== WORK TO DO ==
Copy every line of the selected text's code that begins with "for", in order of appearance and including repeats.

== SELECTED TEXT ==
* Begin *

I'm not seeing performance boost while using optimised memory bandwidth method

I was presented example of a loop which should be slower than the one after this:
for (i = 0; i < 1000; i++)
column_sum[i] = 0.0;
for (j = 0; j < 1000; j++)
column_sum[i] += b[j][i];
Comparing to this one:
for (i = 0; i < 1000; i++)
column_sum[i] = 0.0;
for (j = 0; j < 1000; j++)
for (i = 0; i < 1000; i++)
column_sum[i] += b[j][i];
Now, I coded a tool to test number of different index numbers, but I am not seeing much of performance advantage there after I tried this concept, and I'm afraid that my code has something to do with it...

* End *

Dataset records
* Begin *

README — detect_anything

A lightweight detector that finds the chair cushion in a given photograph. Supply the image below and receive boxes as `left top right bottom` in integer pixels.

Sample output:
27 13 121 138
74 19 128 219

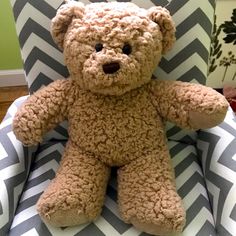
11 0 214 93
9 141 216 236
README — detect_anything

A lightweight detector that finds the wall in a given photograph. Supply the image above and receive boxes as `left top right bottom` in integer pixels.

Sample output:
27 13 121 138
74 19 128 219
0 0 22 70
0 0 25 87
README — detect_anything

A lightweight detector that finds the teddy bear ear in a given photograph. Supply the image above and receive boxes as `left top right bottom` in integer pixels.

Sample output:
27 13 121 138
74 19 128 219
51 0 85 49
148 6 176 54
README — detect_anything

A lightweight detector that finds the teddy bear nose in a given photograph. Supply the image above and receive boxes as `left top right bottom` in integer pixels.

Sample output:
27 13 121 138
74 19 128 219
102 62 120 74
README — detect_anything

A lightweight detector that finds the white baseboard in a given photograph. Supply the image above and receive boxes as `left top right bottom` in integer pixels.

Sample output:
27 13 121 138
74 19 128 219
0 69 27 87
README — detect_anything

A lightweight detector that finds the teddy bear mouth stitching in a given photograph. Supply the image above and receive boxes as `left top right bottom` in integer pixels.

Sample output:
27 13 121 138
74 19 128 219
102 62 120 74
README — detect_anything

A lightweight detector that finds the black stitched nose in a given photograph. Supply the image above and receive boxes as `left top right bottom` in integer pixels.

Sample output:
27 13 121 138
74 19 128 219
102 62 120 74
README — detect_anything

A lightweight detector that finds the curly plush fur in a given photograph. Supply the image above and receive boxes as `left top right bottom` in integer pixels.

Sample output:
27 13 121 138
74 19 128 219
13 2 228 234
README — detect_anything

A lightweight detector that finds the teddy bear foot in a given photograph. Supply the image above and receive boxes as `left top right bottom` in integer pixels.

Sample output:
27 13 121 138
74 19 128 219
130 212 185 235
41 209 91 227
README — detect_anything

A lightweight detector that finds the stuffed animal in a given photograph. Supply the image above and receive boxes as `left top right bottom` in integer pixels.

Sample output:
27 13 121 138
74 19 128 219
13 1 228 235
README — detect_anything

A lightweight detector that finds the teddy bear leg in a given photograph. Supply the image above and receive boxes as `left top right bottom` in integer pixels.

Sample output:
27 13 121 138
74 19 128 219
118 151 185 235
37 142 110 227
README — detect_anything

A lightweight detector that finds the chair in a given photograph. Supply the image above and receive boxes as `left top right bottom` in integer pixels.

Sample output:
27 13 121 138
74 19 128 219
0 0 236 236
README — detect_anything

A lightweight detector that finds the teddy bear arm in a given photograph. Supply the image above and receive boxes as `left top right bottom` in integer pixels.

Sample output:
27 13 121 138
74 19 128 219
149 81 228 130
13 80 72 145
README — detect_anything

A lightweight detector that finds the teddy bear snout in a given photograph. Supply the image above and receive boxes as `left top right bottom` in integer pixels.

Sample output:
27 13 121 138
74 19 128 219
102 62 120 74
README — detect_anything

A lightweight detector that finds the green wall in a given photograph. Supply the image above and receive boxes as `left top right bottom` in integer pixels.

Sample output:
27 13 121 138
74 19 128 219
0 0 22 70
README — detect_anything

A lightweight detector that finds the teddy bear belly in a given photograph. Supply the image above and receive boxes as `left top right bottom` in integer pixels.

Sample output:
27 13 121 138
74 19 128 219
69 119 166 166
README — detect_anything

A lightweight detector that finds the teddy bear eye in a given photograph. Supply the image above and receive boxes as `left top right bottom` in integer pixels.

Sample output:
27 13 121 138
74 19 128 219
95 43 103 52
122 43 132 55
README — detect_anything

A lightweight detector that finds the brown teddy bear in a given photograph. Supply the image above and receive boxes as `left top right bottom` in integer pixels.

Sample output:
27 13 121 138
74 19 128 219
13 1 228 234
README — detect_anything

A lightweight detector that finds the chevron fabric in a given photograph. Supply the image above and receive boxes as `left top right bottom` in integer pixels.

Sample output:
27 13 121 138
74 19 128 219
0 97 216 236
11 0 214 140
11 0 214 93
197 111 236 236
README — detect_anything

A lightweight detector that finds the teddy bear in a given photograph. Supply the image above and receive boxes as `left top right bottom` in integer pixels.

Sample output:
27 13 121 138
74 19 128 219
13 1 228 235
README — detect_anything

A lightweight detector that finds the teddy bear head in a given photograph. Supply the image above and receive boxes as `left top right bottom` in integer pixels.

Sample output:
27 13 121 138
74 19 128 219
51 1 175 95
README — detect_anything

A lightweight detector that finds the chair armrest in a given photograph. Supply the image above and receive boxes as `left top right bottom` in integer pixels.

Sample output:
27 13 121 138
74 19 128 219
197 109 236 236
0 96 37 235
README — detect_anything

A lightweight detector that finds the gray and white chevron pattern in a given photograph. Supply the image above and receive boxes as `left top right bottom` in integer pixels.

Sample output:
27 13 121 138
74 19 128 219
9 136 216 236
11 0 218 141
0 97 236 236
197 111 236 236
11 0 214 92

* End *

== SOLUTION ==
for (i = 0; i < 1000; i++)
for (j = 0; j < 1000; j++)
for (i = 0; i < 1000; i++)
for (j = 0; j < 1000; j++)
for (i = 0; i < 1000; i++)